BEGIN Extracted material

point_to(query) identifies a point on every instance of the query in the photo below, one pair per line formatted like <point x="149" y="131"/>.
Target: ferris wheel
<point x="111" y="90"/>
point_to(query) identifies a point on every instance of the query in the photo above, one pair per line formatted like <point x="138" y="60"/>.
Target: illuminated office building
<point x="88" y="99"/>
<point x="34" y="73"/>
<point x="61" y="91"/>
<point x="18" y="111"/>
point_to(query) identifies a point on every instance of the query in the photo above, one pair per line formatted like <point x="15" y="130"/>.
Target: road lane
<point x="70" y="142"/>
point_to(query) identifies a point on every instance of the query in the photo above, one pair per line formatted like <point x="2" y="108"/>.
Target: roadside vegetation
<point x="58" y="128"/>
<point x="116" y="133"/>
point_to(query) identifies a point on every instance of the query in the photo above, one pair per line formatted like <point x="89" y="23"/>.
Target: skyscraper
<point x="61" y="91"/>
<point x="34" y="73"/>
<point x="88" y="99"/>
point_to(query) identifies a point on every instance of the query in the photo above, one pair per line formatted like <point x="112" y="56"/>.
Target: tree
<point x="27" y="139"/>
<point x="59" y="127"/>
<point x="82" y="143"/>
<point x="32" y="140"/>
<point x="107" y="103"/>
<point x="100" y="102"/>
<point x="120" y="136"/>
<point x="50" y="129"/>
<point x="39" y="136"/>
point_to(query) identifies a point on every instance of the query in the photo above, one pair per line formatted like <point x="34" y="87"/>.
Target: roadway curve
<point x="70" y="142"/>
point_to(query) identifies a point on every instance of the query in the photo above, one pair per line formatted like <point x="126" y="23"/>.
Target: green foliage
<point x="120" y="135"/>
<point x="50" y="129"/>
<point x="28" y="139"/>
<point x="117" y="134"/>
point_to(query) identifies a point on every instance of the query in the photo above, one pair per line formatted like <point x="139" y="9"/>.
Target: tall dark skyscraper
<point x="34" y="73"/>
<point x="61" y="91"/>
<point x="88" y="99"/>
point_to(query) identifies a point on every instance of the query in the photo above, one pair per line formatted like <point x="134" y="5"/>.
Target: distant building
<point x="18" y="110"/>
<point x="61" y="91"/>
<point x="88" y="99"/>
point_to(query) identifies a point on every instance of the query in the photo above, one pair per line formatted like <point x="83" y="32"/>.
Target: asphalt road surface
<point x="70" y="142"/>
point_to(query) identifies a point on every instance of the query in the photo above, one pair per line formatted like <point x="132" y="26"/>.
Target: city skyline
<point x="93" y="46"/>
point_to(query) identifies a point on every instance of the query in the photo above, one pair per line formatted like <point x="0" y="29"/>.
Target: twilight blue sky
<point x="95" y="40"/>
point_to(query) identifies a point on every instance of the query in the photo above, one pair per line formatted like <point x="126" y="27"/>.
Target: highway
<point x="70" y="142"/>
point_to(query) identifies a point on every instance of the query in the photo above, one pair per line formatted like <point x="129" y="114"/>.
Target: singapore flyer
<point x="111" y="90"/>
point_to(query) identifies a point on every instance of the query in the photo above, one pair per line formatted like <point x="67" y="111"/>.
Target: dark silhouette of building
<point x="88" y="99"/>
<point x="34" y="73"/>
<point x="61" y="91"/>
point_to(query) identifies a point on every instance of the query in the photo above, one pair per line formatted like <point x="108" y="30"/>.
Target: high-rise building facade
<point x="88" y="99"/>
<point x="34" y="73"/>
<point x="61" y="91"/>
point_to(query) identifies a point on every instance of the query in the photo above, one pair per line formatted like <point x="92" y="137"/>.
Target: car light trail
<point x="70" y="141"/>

END Extracted material

- **Problem statement**: Reproduce all the data word for word.

- **Solution for this task**:
point_to(query) identifies a point on every instance of the query in the photo below, one pair per line formatted like <point x="149" y="131"/>.
Target: ferris wheel
<point x="111" y="90"/>
point_to(query) identifies a point on every instance of the query in the photo above, one pair per line formatted like <point x="138" y="60"/>.
Target: illuminated office building
<point x="88" y="99"/>
<point x="34" y="73"/>
<point x="61" y="91"/>
<point x="18" y="111"/>
point_to(query) identifies a point on every instance of the query in the photo above, one pair per line formatted like <point x="15" y="130"/>.
Target: road lane
<point x="70" y="142"/>
point_to(query) identifies a point on every instance of the query in the photo above, one pair per line formatted like <point x="2" y="108"/>.
Target: roadside vegetation
<point x="58" y="128"/>
<point x="116" y="133"/>
point_to(query) identifies a point on every instance of the query in the photo above, one pair per line formatted like <point x="89" y="23"/>.
Target: skyscraper
<point x="61" y="91"/>
<point x="34" y="73"/>
<point x="88" y="99"/>
point_to(query) identifies a point on every instance of the query in the photo above, one pair per line formatted like <point x="112" y="56"/>.
Target: tree
<point x="27" y="139"/>
<point x="59" y="127"/>
<point x="82" y="143"/>
<point x="32" y="140"/>
<point x="107" y="103"/>
<point x="100" y="102"/>
<point x="120" y="136"/>
<point x="50" y="129"/>
<point x="39" y="136"/>
point_to(query) identifies a point on every instance of the query in the photo above, one pair per line formatted like <point x="34" y="87"/>.
Target: roadway curve
<point x="70" y="142"/>
point_to(query) identifies a point on every instance of the query in the photo above, one pair per line formatted like <point x="126" y="23"/>.
Target: green foliage
<point x="120" y="135"/>
<point x="50" y="129"/>
<point x="28" y="139"/>
<point x="117" y="134"/>
point_to(query) identifies a point on every instance of the query in the photo above, one pair per line formatted like <point x="139" y="9"/>.
Target: tall dark skyscraper
<point x="34" y="73"/>
<point x="61" y="91"/>
<point x="88" y="99"/>
point_to(query) identifies a point on every instance of the query in the photo above, one pair per line formatted like <point x="134" y="5"/>.
Target: distant building
<point x="18" y="110"/>
<point x="61" y="91"/>
<point x="88" y="99"/>
point_to(query) identifies a point on every instance of the query in the photo above, one pair per line formatted like <point x="83" y="32"/>.
Target: asphalt road surface
<point x="70" y="142"/>
point_to(query) identifies a point on every instance of the query in the photo above, one pair per line formatted like <point x="132" y="26"/>.
Target: city skyline
<point x="93" y="46"/>
point_to(query) identifies a point on every instance of the query in the photo above, one pair per line formatted like <point x="0" y="29"/>.
Target: twilight blue sky
<point x="95" y="40"/>
point_to(query) identifies a point on every instance of the query in the photo above, one pair per line formatted like <point x="126" y="27"/>.
Target: highway
<point x="70" y="142"/>
point_to(query) identifies a point on every instance of the query in the photo above, one pair per line formatted like <point x="129" y="114"/>.
Target: singapore flyer
<point x="111" y="90"/>
point_to(query) identifies a point on every instance of the query in the photo above, one pair per line formatted like <point x="67" y="111"/>.
Target: dark silhouette of building
<point x="88" y="99"/>
<point x="34" y="73"/>
<point x="61" y="91"/>
point_to(query) identifies a point on every instance of the query in the photo above, one pair per line formatted like <point x="108" y="30"/>.
Target: high-rise building facade
<point x="88" y="99"/>
<point x="34" y="73"/>
<point x="61" y="91"/>
point_to(query) identifies a point on every instance of the query in the photo above, one pair per line formatted like <point x="92" y="137"/>.
Target: car light trail
<point x="70" y="141"/>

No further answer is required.